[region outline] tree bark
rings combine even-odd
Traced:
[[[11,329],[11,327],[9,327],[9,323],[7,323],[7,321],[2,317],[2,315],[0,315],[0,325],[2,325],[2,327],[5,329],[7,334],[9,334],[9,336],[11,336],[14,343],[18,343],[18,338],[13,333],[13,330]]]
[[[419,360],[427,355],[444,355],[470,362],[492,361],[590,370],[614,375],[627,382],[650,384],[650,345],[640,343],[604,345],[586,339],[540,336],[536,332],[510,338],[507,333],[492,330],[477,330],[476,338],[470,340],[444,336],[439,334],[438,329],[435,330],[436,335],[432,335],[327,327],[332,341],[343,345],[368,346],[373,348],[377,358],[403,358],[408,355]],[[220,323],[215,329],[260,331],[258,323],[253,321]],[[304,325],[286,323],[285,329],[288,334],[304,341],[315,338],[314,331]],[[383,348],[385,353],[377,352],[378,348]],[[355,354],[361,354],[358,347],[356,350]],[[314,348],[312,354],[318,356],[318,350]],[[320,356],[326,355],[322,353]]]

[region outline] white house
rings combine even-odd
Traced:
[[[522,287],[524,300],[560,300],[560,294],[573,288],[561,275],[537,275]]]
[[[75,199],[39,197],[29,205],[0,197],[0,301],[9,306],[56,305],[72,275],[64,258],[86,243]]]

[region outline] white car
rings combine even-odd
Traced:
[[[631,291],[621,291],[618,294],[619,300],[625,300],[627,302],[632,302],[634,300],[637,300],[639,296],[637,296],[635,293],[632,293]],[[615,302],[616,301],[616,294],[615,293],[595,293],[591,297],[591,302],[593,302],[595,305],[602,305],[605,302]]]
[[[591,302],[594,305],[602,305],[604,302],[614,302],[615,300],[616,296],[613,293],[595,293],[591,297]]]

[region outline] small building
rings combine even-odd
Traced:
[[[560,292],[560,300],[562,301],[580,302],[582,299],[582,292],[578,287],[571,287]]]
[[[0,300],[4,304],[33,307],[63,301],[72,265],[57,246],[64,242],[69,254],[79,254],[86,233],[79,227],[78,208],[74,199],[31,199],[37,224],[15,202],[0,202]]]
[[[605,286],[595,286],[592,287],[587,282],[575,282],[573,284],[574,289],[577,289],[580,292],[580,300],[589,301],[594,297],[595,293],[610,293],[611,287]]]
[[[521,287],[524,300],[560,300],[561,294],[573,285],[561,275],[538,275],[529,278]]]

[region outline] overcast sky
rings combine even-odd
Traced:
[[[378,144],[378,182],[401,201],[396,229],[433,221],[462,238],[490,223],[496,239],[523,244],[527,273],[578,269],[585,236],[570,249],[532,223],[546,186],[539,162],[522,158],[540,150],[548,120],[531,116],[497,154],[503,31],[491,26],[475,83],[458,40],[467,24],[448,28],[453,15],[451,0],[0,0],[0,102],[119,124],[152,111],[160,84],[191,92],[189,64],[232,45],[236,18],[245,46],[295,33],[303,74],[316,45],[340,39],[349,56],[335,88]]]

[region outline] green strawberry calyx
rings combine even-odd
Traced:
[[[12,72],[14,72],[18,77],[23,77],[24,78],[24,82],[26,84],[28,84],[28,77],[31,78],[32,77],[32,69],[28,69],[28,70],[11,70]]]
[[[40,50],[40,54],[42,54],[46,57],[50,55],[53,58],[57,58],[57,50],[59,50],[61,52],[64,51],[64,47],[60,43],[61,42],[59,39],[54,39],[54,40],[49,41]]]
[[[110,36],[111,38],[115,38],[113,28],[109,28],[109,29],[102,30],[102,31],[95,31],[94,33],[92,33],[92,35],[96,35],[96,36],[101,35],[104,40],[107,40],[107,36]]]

===

**ACTION ITEM**
Beginning with the first line and ending with the last, copy the material above exactly.

**RESPONSE**
[region outline] tree bark
rings combine even-odd
Traced:
[[[11,329],[11,327],[9,327],[9,323],[7,323],[7,321],[2,317],[2,315],[0,315],[0,325],[2,325],[2,327],[5,329],[7,334],[9,334],[9,336],[11,336],[14,343],[18,343],[18,338],[13,333],[13,330]]]
[[[419,360],[427,355],[444,355],[470,362],[492,361],[590,370],[614,375],[627,382],[650,384],[650,345],[640,343],[604,345],[586,339],[540,336],[536,332],[510,338],[507,333],[492,330],[477,330],[476,338],[470,340],[444,336],[439,334],[438,329],[435,330],[436,335],[432,335],[327,327],[332,341],[343,345],[368,346],[373,348],[377,358],[403,358],[408,355]],[[220,323],[215,329],[260,331],[258,323],[253,321]],[[304,325],[286,323],[285,329],[288,334],[304,341],[315,338],[314,331]],[[383,348],[385,353],[377,352],[378,348]],[[355,354],[361,354],[358,347],[356,350]],[[314,348],[312,354],[318,356],[318,350]],[[320,356],[326,355],[322,353]]]

[region outline] white house
rings combine even-odd
Traced:
[[[522,287],[524,300],[560,300],[560,294],[573,288],[561,275],[537,275]]]
[[[75,199],[39,197],[29,205],[0,197],[0,301],[9,306],[56,305],[72,275],[64,258],[86,243]]]

[region outline] white car
rings combine even-odd
Traced:
[[[631,291],[621,291],[618,294],[619,300],[625,300],[627,302],[632,302],[634,300],[637,300],[639,296],[637,296],[635,293],[632,293]],[[615,302],[616,301],[616,294],[615,293],[595,293],[591,297],[591,302],[593,302],[595,305],[602,305],[605,302]]]
[[[591,302],[594,305],[602,305],[604,302],[614,302],[615,300],[616,296],[613,293],[595,293],[591,297]]]

[region outline] small building
rings combine even-odd
Traced:
[[[560,292],[560,300],[562,301],[580,302],[582,299],[582,292],[578,287],[571,287]]]
[[[0,300],[4,304],[33,307],[63,301],[72,265],[57,246],[64,242],[69,254],[79,254],[86,233],[79,227],[78,208],[74,199],[31,199],[37,224],[15,202],[0,202]]]
[[[605,286],[595,286],[592,287],[587,282],[575,282],[573,284],[574,289],[577,289],[580,292],[580,300],[589,301],[594,297],[595,293],[610,293],[611,287]]]
[[[521,287],[524,300],[560,300],[561,294],[573,285],[561,275],[538,275],[529,278]]]

[region outline] overcast sky
rings combine even-odd
Traced:
[[[378,144],[378,182],[401,201],[396,229],[433,221],[462,238],[490,223],[496,239],[523,244],[527,273],[578,269],[585,236],[570,249],[532,223],[546,186],[539,162],[522,158],[540,150],[548,120],[531,116],[497,154],[503,31],[491,26],[475,83],[458,40],[467,24],[448,28],[453,15],[451,0],[0,0],[0,102],[119,124],[152,111],[160,84],[191,92],[189,64],[232,45],[236,18],[245,46],[295,33],[303,74],[316,45],[340,39],[349,56],[335,88]]]

[region outline] green strawberry calyx
rings combine even-odd
Traced:
[[[12,72],[14,72],[18,77],[23,77],[24,78],[24,82],[26,84],[28,84],[28,77],[31,78],[32,77],[32,69],[28,69],[28,70],[11,70]]]
[[[40,50],[40,54],[42,54],[46,57],[50,55],[53,58],[57,58],[57,50],[59,50],[61,52],[64,51],[64,47],[60,43],[61,42],[59,39],[54,39],[54,40],[49,41]]]
[[[110,36],[111,38],[115,38],[113,28],[109,28],[109,29],[102,30],[102,31],[95,31],[94,33],[92,33],[92,35],[96,35],[96,36],[101,35],[104,40],[107,40],[107,36]]]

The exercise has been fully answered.